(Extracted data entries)
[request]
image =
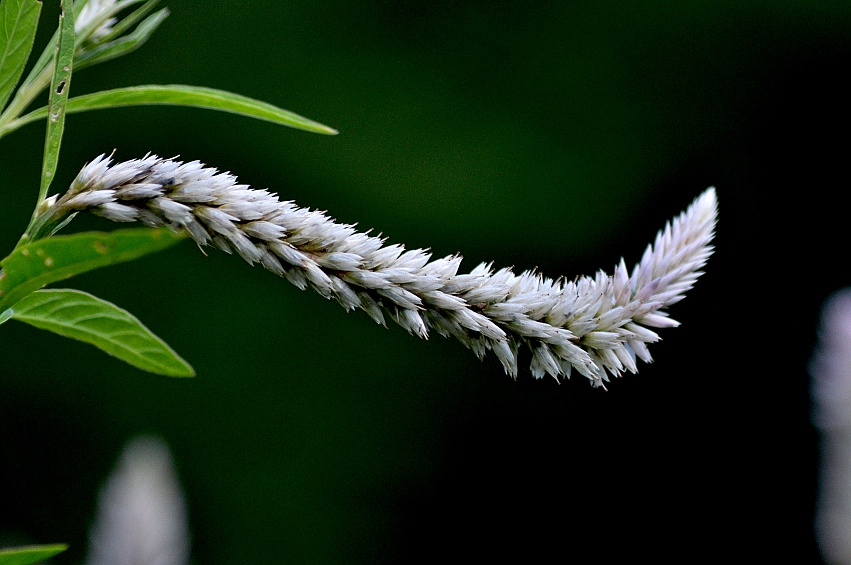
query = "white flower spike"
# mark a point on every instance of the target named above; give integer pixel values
(598, 326)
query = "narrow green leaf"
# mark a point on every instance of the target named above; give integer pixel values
(122, 45)
(81, 316)
(128, 21)
(29, 554)
(42, 262)
(18, 23)
(180, 95)
(59, 88)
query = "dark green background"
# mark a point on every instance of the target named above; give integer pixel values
(556, 135)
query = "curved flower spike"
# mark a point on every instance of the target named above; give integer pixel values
(598, 326)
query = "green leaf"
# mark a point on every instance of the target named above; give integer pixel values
(122, 45)
(81, 316)
(59, 88)
(18, 22)
(29, 554)
(42, 262)
(128, 21)
(180, 95)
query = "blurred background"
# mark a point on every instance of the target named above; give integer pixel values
(550, 135)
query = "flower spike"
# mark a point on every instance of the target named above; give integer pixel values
(597, 325)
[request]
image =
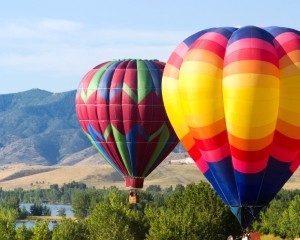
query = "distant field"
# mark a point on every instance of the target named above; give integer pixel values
(101, 175)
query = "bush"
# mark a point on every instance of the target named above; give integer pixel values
(70, 230)
(194, 213)
(39, 210)
(114, 219)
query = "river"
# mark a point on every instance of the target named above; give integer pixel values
(54, 212)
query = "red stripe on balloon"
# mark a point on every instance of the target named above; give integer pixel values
(251, 54)
(210, 46)
(212, 143)
(250, 156)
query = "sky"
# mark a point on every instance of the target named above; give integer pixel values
(51, 44)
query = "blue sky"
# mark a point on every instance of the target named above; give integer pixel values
(52, 44)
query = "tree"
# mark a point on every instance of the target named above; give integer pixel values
(289, 224)
(195, 213)
(41, 231)
(62, 212)
(7, 224)
(71, 230)
(80, 204)
(22, 233)
(114, 219)
(269, 218)
(40, 210)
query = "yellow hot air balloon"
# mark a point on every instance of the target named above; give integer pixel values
(233, 98)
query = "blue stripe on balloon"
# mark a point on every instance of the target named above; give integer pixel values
(275, 31)
(225, 31)
(248, 186)
(277, 174)
(224, 177)
(95, 137)
(191, 39)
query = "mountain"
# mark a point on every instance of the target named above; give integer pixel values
(40, 127)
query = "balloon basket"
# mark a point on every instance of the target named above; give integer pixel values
(133, 197)
(134, 182)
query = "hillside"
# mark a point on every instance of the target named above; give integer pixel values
(39, 127)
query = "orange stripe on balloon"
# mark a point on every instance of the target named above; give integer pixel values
(204, 56)
(210, 130)
(250, 43)
(288, 129)
(295, 164)
(249, 167)
(188, 141)
(217, 154)
(250, 156)
(283, 154)
(251, 54)
(289, 59)
(251, 66)
(250, 144)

> **What the task requires**
Pick out every line in the data above that contains the string "green", and copy each of those lines in full.

> **Output of the task**
query = "narrow green leaf"
query = "dark green background"
query = "green leaf"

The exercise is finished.